INSTRUCTIONS TO FOLLOW: Copy out each record below, exactly as given.

INPUT DATA:
<<<<

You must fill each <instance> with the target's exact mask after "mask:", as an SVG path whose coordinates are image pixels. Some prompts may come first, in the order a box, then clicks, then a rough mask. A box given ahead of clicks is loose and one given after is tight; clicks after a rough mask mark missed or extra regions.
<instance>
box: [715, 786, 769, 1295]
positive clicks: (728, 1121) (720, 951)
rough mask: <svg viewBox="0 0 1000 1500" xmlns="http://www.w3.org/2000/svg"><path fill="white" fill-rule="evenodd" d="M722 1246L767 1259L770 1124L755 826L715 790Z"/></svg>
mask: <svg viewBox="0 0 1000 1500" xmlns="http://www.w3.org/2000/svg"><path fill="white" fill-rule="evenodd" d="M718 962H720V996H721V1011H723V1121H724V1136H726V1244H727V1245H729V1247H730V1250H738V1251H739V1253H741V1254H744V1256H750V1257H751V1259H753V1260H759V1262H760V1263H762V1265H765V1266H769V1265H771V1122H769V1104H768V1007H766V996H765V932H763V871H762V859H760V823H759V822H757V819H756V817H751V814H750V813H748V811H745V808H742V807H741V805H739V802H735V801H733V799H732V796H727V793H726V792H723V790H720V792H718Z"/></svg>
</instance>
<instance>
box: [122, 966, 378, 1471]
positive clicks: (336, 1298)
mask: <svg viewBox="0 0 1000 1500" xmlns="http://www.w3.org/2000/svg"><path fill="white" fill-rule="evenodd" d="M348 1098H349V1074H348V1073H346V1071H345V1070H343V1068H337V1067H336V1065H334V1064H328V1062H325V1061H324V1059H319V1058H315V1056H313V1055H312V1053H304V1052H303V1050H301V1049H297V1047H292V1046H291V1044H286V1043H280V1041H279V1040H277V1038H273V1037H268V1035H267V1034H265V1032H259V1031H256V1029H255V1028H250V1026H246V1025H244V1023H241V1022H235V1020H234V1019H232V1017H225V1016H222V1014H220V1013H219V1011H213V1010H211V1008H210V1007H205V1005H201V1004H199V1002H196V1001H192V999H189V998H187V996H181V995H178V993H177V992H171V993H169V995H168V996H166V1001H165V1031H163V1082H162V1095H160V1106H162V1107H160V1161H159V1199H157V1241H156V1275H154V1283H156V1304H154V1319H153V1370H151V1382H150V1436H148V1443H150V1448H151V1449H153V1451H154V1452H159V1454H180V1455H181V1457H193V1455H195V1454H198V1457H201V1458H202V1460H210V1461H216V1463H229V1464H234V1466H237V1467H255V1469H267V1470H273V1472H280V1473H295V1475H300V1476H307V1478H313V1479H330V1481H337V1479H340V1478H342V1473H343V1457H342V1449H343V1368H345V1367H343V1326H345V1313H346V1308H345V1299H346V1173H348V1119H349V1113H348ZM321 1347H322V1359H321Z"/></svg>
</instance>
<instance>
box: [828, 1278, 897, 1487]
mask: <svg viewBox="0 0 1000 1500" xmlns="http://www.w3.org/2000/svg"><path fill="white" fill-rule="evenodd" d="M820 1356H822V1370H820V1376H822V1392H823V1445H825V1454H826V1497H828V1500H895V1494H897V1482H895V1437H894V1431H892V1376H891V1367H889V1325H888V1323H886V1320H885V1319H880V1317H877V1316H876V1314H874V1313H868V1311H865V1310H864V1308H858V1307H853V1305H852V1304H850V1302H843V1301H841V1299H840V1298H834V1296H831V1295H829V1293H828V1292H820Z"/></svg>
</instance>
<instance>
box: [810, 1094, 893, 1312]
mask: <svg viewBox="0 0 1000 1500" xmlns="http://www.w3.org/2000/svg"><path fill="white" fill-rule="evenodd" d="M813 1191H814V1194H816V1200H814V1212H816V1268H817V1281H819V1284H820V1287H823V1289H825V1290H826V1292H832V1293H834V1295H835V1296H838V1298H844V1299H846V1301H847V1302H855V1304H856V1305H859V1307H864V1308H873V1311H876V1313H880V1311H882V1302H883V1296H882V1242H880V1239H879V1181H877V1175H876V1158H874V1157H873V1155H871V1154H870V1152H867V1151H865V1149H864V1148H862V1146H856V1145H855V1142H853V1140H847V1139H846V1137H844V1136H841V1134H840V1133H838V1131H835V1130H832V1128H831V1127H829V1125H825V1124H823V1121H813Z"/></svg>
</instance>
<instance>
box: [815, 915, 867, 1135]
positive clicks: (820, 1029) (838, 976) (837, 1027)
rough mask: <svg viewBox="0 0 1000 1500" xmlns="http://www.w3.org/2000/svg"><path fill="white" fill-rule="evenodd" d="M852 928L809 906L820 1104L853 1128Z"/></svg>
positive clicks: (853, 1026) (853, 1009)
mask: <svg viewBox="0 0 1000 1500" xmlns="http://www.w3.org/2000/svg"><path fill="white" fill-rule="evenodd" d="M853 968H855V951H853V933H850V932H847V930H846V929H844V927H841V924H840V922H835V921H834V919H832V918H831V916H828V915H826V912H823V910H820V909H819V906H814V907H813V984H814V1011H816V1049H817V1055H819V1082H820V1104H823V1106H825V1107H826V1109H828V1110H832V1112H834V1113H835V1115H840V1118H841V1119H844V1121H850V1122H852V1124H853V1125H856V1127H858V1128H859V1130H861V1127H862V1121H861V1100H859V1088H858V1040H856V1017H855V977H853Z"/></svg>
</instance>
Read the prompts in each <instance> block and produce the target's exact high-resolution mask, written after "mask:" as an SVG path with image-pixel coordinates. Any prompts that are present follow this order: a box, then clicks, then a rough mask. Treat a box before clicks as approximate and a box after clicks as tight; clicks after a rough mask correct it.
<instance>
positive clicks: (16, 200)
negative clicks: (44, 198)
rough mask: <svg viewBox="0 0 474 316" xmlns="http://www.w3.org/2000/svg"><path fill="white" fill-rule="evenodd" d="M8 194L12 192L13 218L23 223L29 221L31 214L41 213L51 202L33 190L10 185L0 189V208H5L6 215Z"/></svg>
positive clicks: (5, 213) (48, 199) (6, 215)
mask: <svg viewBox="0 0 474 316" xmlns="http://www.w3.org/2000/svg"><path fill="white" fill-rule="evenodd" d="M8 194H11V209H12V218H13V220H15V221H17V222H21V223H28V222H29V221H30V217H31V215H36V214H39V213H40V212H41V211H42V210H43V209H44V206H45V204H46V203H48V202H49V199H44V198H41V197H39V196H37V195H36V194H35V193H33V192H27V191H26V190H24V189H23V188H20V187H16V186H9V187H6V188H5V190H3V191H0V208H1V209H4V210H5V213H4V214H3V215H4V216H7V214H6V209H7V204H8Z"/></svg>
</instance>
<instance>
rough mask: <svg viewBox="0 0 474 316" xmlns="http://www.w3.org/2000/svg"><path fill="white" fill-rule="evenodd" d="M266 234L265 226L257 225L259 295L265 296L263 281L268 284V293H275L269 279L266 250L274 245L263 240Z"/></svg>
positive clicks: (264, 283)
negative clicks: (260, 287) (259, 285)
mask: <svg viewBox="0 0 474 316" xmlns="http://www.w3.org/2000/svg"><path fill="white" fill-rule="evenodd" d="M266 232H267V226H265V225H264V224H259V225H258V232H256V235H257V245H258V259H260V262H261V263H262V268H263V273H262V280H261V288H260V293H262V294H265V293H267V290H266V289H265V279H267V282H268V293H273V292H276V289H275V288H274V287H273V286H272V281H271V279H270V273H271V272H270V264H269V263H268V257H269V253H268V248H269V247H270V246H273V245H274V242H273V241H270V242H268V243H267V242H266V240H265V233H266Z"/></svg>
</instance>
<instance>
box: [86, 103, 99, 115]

>>>>

TASK RESPONSE:
You must fill each <instance> with the target's exact mask after "mask:", as an SVG path whose coordinates are image pixels. Some prompts may come first, in the order a box, then clicks, then a rough mask. A box given ahead of clicks is loose and one given after is tight; clicks after a rough mask mark missed or extra regions.
<instance>
box: [715, 786, 769, 1295]
positive clicks: (728, 1121) (720, 951)
rough mask: <svg viewBox="0 0 1000 1500" xmlns="http://www.w3.org/2000/svg"><path fill="white" fill-rule="evenodd" d="M722 1246L767 1259L770 1124L755 826L715 790Z"/></svg>
mask: <svg viewBox="0 0 1000 1500" xmlns="http://www.w3.org/2000/svg"><path fill="white" fill-rule="evenodd" d="M718 962H720V996H721V1011H723V1121H724V1136H726V1244H727V1245H729V1247H730V1250H738V1251H739V1253H741V1254H744V1256H750V1257H751V1259H753V1260H759V1262H760V1263H762V1265H765V1266H769V1265H771V1122H769V1104H768V1007H766V996H765V932H763V871H762V859H760V823H759V822H757V819H756V817H751V814H750V813H748V811H745V808H742V807H741V805H739V802H735V801H733V799H732V796H727V793H726V792H723V790H720V792H718Z"/></svg>
</instance>
<instance>
box: [122, 966, 378, 1471]
positive clicks: (336, 1298)
mask: <svg viewBox="0 0 1000 1500" xmlns="http://www.w3.org/2000/svg"><path fill="white" fill-rule="evenodd" d="M348 1098H349V1074H348V1073H346V1071H345V1070H343V1068H337V1067H336V1065H334V1064H328V1062H325V1061H324V1059H319V1058H315V1056H313V1055H312V1053H304V1052H303V1050H301V1049H297V1047H292V1046H291V1044H286V1043H280V1041H279V1040H277V1038H273V1037H268V1035H267V1034H265V1032H259V1031H256V1029H255V1028H250V1026H246V1025H244V1023H241V1022H235V1020H234V1019H232V1017H225V1016H222V1014H220V1013H219V1011H213V1010H211V1008H210V1007H205V1005H201V1004H199V1002H196V1001H192V999H189V998H187V996H181V995H178V993H177V992H171V993H169V995H168V996H166V1001H165V1031H163V1082H162V1095H160V1106H162V1107H160V1161H159V1199H157V1241H156V1275H154V1283H156V1304H154V1319H153V1370H151V1382H150V1436H148V1443H150V1448H151V1449H153V1451H154V1452H159V1454H180V1455H181V1457H193V1455H195V1454H198V1457H201V1458H202V1460H210V1461H216V1463H229V1464H234V1466H237V1467H255V1469H267V1470H273V1472H280V1473H295V1475H300V1476H307V1478H313V1479H330V1481H337V1479H340V1478H342V1473H343V1457H342V1449H343V1368H345V1367H343V1326H345V1313H346V1308H345V1299H346V1173H348V1119H349V1113H348ZM321 1347H322V1359H321Z"/></svg>
</instance>
<instance>
box: [828, 1278, 897, 1487]
mask: <svg viewBox="0 0 1000 1500" xmlns="http://www.w3.org/2000/svg"><path fill="white" fill-rule="evenodd" d="M820 1356H822V1370H820V1376H822V1392H823V1445H825V1454H826V1497H828V1500H895V1494H897V1482H895V1437H894V1431H892V1376H891V1367H889V1325H888V1323H886V1320H885V1319H880V1317H877V1316H876V1314H874V1313H868V1311H865V1310H864V1308H858V1307H853V1305H852V1304H850V1302H843V1301H841V1299H840V1298H834V1296H831V1295H829V1293H828V1292H820Z"/></svg>
</instance>
<instance>
box: [810, 1094, 893, 1312]
mask: <svg viewBox="0 0 1000 1500" xmlns="http://www.w3.org/2000/svg"><path fill="white" fill-rule="evenodd" d="M813 1191H814V1194H816V1200H814V1212H816V1268H817V1281H819V1284H820V1287H823V1289H825V1290H826V1292H832V1293H834V1295H835V1296H838V1298H844V1299H846V1301H847V1302H855V1304H856V1305H859V1307H864V1308H873V1311H876V1313H880V1311H882V1302H883V1296H882V1242H880V1239H879V1181H877V1175H876V1158H874V1157H873V1155H871V1154H870V1152H867V1151H865V1149H864V1148H862V1146H856V1145H855V1142H853V1140H847V1139H846V1137H844V1136H841V1134H840V1133H838V1131H835V1130H832V1128H831V1127H829V1125H825V1124H823V1121H813Z"/></svg>
</instance>
<instance>
box: [815, 915, 867, 1135]
positive clicks: (820, 1029) (838, 976) (837, 1027)
rough mask: <svg viewBox="0 0 1000 1500" xmlns="http://www.w3.org/2000/svg"><path fill="white" fill-rule="evenodd" d="M852 928L809 906L820 1104L853 1128Z"/></svg>
positive clicks: (853, 1026) (853, 1009)
mask: <svg viewBox="0 0 1000 1500" xmlns="http://www.w3.org/2000/svg"><path fill="white" fill-rule="evenodd" d="M853 968H855V951H853V933H850V932H847V930H846V929H844V927H841V924H840V922H835V921H834V919H832V918H831V916H828V915H826V912H823V910H820V909H819V906H814V907H813V984H814V1011H816V1049H817V1055H819V1082H820V1104H823V1106H825V1107H826V1109H828V1110H832V1112H834V1113H835V1115H840V1118H841V1119H844V1121H850V1122H852V1124H853V1125H856V1127H858V1128H859V1130H861V1127H862V1121H861V1100H859V1088H858V1040H856V1017H855V977H853Z"/></svg>
</instance>
Read the prompts in each <instance> block and produce the target's exact high-resolution mask, written after "mask:" as an SVG path with image-pixel coordinates. Any prompts that are present follow this order: a box, then clicks, then a rough mask. Treat a box before clicks as approximate and a box after clicks as tight; clicks after a rough mask correct it.
<instance>
positive clicks: (16, 200)
negative clicks: (44, 198)
rough mask: <svg viewBox="0 0 474 316" xmlns="http://www.w3.org/2000/svg"><path fill="white" fill-rule="evenodd" d="M8 194L12 192L13 218L23 223L29 221L31 214L41 213L51 202L33 190L10 185L0 189V208H5L6 215Z"/></svg>
positive clicks: (5, 213) (48, 199) (6, 215)
mask: <svg viewBox="0 0 474 316" xmlns="http://www.w3.org/2000/svg"><path fill="white" fill-rule="evenodd" d="M8 194H11V209H12V218H13V220H15V221H17V222H21V223H28V222H29V221H30V217H31V215H36V214H39V213H40V212H41V211H42V210H43V209H44V206H45V204H46V203H48V202H49V199H44V198H41V197H39V196H37V195H36V194H35V193H33V192H27V191H26V190H24V189H23V188H20V187H16V186H9V187H6V188H5V190H3V191H0V208H1V209H4V210H5V213H4V214H3V215H4V216H7V214H6V209H7V204H8Z"/></svg>
</instance>
<instance>
rough mask: <svg viewBox="0 0 474 316" xmlns="http://www.w3.org/2000/svg"><path fill="white" fill-rule="evenodd" d="M266 234L265 226L257 225L259 295L265 296L263 281L268 284V293H275L269 279L266 250L274 245L263 240Z"/></svg>
positive clicks: (264, 283)
negative clicks: (260, 287) (259, 285)
mask: <svg viewBox="0 0 474 316" xmlns="http://www.w3.org/2000/svg"><path fill="white" fill-rule="evenodd" d="M266 232H267V226H265V225H264V224H259V225H258V232H256V235H257V245H258V259H260V262H261V263H262V268H263V273H262V280H261V288H260V293H262V294H265V293H267V290H266V289H265V279H267V282H268V293H273V292H276V289H275V288H274V287H273V286H272V281H271V279H270V273H271V272H270V264H269V263H268V257H269V253H268V248H269V247H270V246H273V245H274V242H273V241H270V242H268V243H267V242H266V240H265V233H266Z"/></svg>
</instance>
<instance>
box: [86, 103, 99, 115]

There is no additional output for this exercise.